• YOUR GOAL
Please rewrite the lines starting with the one that contains "the utility pole." and going on through the last line, replacing "keypoint" with "marker" and keeping everything else the same. Give back only those lines.

^^^^^^^^

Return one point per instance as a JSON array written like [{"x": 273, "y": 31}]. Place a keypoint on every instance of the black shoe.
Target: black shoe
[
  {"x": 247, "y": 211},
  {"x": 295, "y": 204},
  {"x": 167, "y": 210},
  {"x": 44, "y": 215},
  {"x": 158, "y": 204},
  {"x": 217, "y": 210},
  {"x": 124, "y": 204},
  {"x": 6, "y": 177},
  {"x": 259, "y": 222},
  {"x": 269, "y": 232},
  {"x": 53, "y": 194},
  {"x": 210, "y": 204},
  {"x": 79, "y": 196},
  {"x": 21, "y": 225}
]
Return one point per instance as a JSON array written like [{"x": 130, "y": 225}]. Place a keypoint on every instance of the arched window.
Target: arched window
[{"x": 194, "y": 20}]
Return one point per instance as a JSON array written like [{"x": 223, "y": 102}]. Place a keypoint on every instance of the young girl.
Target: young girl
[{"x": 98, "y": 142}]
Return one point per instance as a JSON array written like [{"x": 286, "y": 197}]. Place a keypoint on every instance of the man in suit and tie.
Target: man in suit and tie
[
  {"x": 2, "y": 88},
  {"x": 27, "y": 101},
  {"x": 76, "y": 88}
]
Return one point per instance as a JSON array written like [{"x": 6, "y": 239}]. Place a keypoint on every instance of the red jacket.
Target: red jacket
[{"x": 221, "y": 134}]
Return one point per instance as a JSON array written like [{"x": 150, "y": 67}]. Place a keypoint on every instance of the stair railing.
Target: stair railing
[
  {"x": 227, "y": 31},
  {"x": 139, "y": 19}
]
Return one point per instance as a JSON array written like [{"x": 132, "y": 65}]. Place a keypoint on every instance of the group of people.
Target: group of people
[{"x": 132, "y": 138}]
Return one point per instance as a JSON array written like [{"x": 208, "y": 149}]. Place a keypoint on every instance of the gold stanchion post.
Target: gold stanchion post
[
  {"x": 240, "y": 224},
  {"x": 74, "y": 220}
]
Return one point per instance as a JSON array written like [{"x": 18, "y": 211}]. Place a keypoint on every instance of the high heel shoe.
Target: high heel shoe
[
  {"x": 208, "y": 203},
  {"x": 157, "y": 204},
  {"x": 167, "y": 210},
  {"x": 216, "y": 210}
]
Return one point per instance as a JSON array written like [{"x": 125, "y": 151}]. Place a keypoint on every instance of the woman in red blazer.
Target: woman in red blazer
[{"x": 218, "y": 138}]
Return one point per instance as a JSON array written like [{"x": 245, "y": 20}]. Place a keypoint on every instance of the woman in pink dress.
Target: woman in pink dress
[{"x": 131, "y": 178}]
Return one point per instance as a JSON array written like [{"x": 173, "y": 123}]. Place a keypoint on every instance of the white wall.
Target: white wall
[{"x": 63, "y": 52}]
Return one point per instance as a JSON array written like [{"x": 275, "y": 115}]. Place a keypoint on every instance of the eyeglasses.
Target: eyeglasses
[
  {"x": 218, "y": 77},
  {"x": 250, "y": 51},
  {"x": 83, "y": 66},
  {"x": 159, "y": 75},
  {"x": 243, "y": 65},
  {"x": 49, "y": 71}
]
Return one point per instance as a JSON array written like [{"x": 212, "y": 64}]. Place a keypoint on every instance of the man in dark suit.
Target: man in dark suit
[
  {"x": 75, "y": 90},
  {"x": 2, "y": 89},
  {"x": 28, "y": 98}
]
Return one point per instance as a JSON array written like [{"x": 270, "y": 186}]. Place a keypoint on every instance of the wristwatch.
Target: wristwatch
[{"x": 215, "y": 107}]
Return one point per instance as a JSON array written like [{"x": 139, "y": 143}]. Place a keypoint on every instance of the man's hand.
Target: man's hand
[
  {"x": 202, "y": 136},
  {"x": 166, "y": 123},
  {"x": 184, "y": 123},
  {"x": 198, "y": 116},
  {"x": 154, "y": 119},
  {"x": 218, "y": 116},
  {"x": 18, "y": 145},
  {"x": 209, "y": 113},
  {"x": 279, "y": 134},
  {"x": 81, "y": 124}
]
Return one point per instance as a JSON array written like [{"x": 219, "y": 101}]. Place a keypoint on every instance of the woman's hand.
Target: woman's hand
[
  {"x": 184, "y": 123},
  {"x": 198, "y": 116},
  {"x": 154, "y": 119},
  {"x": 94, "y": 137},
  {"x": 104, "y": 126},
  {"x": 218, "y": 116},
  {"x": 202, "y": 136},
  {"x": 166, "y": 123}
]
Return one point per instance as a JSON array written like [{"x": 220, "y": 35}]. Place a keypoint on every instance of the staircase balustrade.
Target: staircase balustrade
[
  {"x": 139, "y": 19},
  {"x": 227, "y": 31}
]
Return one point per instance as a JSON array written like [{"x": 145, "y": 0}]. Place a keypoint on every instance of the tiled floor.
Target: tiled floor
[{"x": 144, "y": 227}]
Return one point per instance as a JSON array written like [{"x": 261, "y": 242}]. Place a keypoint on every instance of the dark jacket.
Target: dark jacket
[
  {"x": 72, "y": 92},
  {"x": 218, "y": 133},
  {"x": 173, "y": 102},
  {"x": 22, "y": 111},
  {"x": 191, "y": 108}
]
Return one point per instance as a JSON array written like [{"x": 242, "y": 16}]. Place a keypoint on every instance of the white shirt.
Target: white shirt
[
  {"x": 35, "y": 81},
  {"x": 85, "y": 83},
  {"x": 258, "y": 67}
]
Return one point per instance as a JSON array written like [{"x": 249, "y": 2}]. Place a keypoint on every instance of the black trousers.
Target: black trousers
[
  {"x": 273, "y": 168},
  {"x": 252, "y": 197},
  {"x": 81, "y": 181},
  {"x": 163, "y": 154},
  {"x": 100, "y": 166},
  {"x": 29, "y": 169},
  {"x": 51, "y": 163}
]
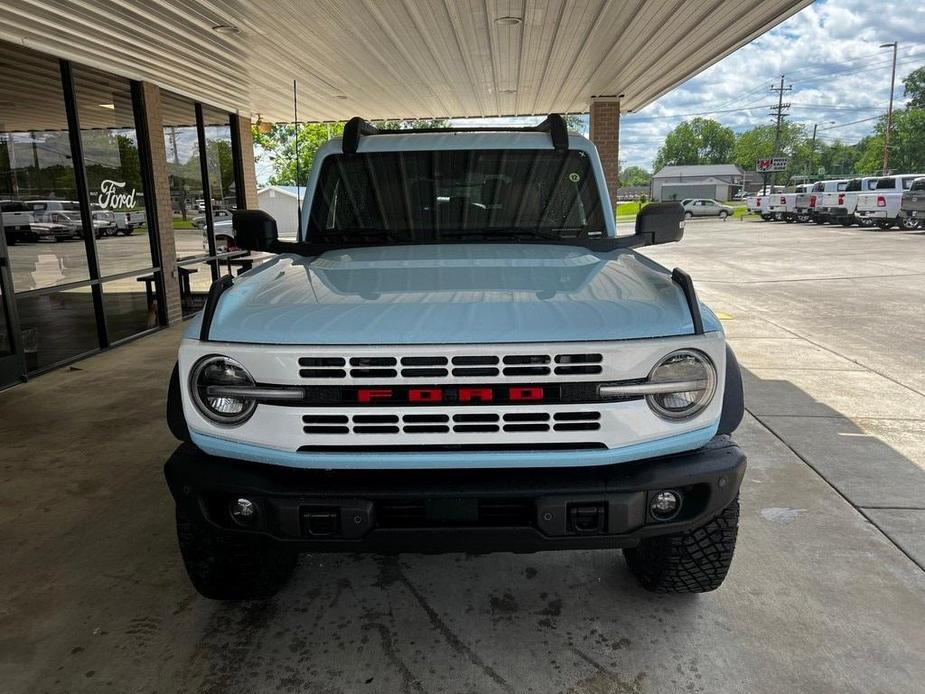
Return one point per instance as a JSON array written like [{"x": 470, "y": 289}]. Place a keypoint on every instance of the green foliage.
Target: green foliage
[
  {"x": 697, "y": 141},
  {"x": 635, "y": 176},
  {"x": 278, "y": 145},
  {"x": 915, "y": 88}
]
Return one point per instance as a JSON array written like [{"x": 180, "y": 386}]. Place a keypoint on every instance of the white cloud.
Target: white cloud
[{"x": 829, "y": 54}]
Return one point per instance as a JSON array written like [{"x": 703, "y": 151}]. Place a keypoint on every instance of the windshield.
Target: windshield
[{"x": 401, "y": 197}]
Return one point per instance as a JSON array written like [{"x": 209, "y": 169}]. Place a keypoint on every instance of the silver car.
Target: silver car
[{"x": 706, "y": 207}]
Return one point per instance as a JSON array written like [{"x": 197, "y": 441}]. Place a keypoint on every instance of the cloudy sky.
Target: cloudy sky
[{"x": 828, "y": 52}]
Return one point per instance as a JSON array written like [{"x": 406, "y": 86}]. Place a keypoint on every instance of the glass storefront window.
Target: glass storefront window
[
  {"x": 130, "y": 304},
  {"x": 56, "y": 326},
  {"x": 41, "y": 215},
  {"x": 113, "y": 166},
  {"x": 187, "y": 196},
  {"x": 220, "y": 163}
]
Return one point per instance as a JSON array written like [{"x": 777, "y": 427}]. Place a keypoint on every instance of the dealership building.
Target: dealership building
[{"x": 125, "y": 128}]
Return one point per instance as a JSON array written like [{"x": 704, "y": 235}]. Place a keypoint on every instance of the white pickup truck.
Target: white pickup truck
[
  {"x": 830, "y": 200},
  {"x": 783, "y": 206},
  {"x": 842, "y": 210},
  {"x": 882, "y": 206},
  {"x": 17, "y": 221}
]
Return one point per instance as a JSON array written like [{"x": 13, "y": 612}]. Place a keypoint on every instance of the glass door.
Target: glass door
[{"x": 12, "y": 368}]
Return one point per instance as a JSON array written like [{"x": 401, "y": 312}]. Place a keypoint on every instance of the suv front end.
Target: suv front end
[{"x": 454, "y": 396}]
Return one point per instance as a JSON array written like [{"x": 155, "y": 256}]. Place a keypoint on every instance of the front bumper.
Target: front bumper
[{"x": 458, "y": 510}]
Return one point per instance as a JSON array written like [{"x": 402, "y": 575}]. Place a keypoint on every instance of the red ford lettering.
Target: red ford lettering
[
  {"x": 522, "y": 394},
  {"x": 370, "y": 394}
]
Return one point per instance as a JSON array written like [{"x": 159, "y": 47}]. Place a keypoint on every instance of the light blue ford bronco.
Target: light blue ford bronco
[{"x": 458, "y": 353}]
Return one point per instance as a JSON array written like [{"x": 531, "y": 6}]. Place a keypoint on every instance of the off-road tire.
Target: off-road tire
[
  {"x": 224, "y": 565},
  {"x": 695, "y": 561}
]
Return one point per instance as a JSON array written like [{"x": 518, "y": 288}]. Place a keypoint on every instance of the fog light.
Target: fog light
[
  {"x": 665, "y": 505},
  {"x": 244, "y": 511}
]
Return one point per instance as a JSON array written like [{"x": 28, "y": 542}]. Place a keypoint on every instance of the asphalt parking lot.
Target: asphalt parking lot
[{"x": 826, "y": 593}]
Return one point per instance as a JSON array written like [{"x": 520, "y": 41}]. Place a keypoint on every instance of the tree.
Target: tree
[
  {"x": 697, "y": 141},
  {"x": 914, "y": 84},
  {"x": 278, "y": 144},
  {"x": 635, "y": 176}
]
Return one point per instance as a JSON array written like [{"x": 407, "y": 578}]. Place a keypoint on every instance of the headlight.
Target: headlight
[
  {"x": 213, "y": 385},
  {"x": 687, "y": 381},
  {"x": 680, "y": 386}
]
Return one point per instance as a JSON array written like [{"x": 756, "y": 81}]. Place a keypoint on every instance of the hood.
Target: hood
[{"x": 453, "y": 294}]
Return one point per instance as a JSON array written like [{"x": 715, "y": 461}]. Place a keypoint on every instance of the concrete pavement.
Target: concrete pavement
[{"x": 824, "y": 594}]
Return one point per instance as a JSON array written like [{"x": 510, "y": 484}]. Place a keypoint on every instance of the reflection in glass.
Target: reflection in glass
[
  {"x": 56, "y": 326},
  {"x": 187, "y": 197},
  {"x": 37, "y": 185},
  {"x": 131, "y": 305},
  {"x": 113, "y": 166}
]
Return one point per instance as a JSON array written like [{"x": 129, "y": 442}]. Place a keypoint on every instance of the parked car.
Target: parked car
[
  {"x": 373, "y": 386},
  {"x": 831, "y": 200},
  {"x": 66, "y": 213},
  {"x": 706, "y": 207},
  {"x": 17, "y": 221},
  {"x": 846, "y": 203},
  {"x": 782, "y": 206},
  {"x": 129, "y": 220},
  {"x": 883, "y": 205},
  {"x": 913, "y": 201},
  {"x": 217, "y": 215}
]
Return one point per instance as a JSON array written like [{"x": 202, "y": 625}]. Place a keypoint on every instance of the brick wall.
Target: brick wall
[
  {"x": 605, "y": 134},
  {"x": 161, "y": 203}
]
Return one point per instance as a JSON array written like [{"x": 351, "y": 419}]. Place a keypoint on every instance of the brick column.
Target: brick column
[
  {"x": 248, "y": 170},
  {"x": 605, "y": 134},
  {"x": 163, "y": 212}
]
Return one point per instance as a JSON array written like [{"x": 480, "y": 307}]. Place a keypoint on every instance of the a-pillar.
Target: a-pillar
[{"x": 605, "y": 134}]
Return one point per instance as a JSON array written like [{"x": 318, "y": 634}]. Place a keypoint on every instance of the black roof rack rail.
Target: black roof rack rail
[
  {"x": 690, "y": 295},
  {"x": 554, "y": 124}
]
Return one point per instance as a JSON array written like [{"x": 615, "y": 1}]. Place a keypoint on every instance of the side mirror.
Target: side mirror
[
  {"x": 659, "y": 222},
  {"x": 254, "y": 230}
]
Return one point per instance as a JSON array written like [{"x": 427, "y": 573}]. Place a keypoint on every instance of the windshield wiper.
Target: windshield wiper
[{"x": 512, "y": 234}]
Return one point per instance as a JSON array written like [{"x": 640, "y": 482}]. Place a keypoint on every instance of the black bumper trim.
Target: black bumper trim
[{"x": 458, "y": 510}]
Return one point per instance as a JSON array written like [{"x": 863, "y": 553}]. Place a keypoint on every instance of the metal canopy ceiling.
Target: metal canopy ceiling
[{"x": 398, "y": 58}]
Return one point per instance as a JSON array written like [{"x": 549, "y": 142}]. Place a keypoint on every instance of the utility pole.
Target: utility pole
[
  {"x": 780, "y": 112},
  {"x": 812, "y": 151},
  {"x": 889, "y": 114}
]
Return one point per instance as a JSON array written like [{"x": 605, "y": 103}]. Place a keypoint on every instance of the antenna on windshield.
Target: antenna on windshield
[{"x": 298, "y": 163}]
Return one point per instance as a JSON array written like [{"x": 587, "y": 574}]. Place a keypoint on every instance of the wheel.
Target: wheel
[
  {"x": 692, "y": 562},
  {"x": 224, "y": 565}
]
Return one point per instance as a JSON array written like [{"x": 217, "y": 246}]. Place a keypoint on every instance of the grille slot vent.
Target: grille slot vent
[{"x": 464, "y": 366}]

^^^^^^^^

• EXPECTED ANSWER
Return one point per instance as a JSON array written like [{"x": 549, "y": 142}]. Place a marker on every instance of the utility pole.
Target: utility pole
[
  {"x": 780, "y": 112},
  {"x": 812, "y": 151},
  {"x": 889, "y": 114}
]
Return one point per instance as a JSON array written like [{"x": 605, "y": 103}]. Place a marker on every instance of the antenna on windshield.
Target: antenna on windshield
[{"x": 298, "y": 163}]
Return one point per instance as a JSON array written like [{"x": 587, "y": 574}]. Place a marker on every instance of the wheel.
Target: wheel
[
  {"x": 692, "y": 562},
  {"x": 224, "y": 565}
]
Return one point per instance as a JSON array written like [{"x": 217, "y": 246}]. Place a marker on every instance of the grille slot vent.
Target: grille slot vent
[{"x": 464, "y": 366}]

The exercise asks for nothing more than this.